» SELECTED TEXT:
--
Max Verstappen needs reminding there’s no ‘I’ in team after Brazil GP


He almost took his first F1 victory at his first attempt in a Mercedes at 2020’s Sakhir GP, in Bahrain, when he filled in for the Covid-struck Lewis Hamilton, but a puncture put paid to that dream.

He has had to wait until the penultimate race of this season, a longer wait than he would have expected when he signed his contract. This year’s all-new W13 car had huge problems in the first half; uncomfortable and performance-sapping porpoising, no balance, little grip. That the team have ironed out those issues to achieve a meritorious one-two victory before the flag falls on 2022 is testament to their collective toil.

Hamilton was genuinely pleased for his team-mate and hugged him warmly under the podium. The seven-times world champion has grown into one of the truest team players the sport has ever seen. Mercedes are 19 points off Ferrari in the constructors’ championship, and if they can outscore the Scuderia in Abu Dhabi next weekend that will be a big boost, in both money and morale.

The Dutchman and Hamilton made contact through the Senna ‘S’, forcing Verstappen to pit for a new nose. He was also handed a five-second penalty for the smash, which was a little harsh – it was 50/50 both drivers’ fault, though I suspect if Verstappen had not already sealed the title he might have hit the brakes to avert contact and instead tried to teach Lewis a lesson. Either way, he felt hard done by as usual, by both Lewis and the stewards, and was not in the best
of moods.
--
» GIVEN DATA:

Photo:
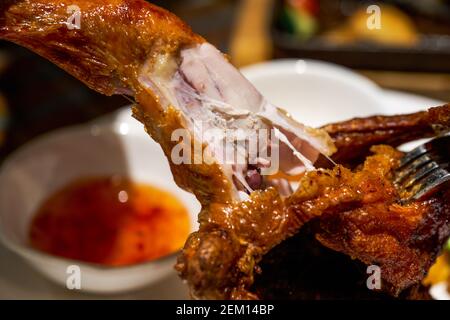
--
» PROBLEM SET:
[A] How would you render this sentence from the Brazil GP article in Spanish: "Hamilton was genuinely pleased for his team-mate and hugged him warmly under the podium."
[B] Write out the Brazil GP article word for word from "He almost took" to "their collective toil.".
The data above comes from a source unrelated to the Brazil GP article.

» TASK-BY-TASK RESULTS:
[A] Hamilton se alegró sinceramente por su compañero de equipo y lo abrazó con afecto bajo el podio.

[B]
He almost took his first F1 victory at his first attempt in a Mercedes at 2020’s Sakhir GP, in Bahrain, when he filled in for the Covid-struck Lewis Hamilton, but a puncture put paid to that dream.

He has had to wait until the penultimate race of this season, a longer wait than he would have expected when he signed his contract. This year’s all-new W13 car had huge problems in the first half; uncomfortable and performance-sapping porpoising, no balance, little grip. That the team have ironed out those issues to achieve a meritorious one-two victory before the flag falls on 2022 is testament to their collective toil.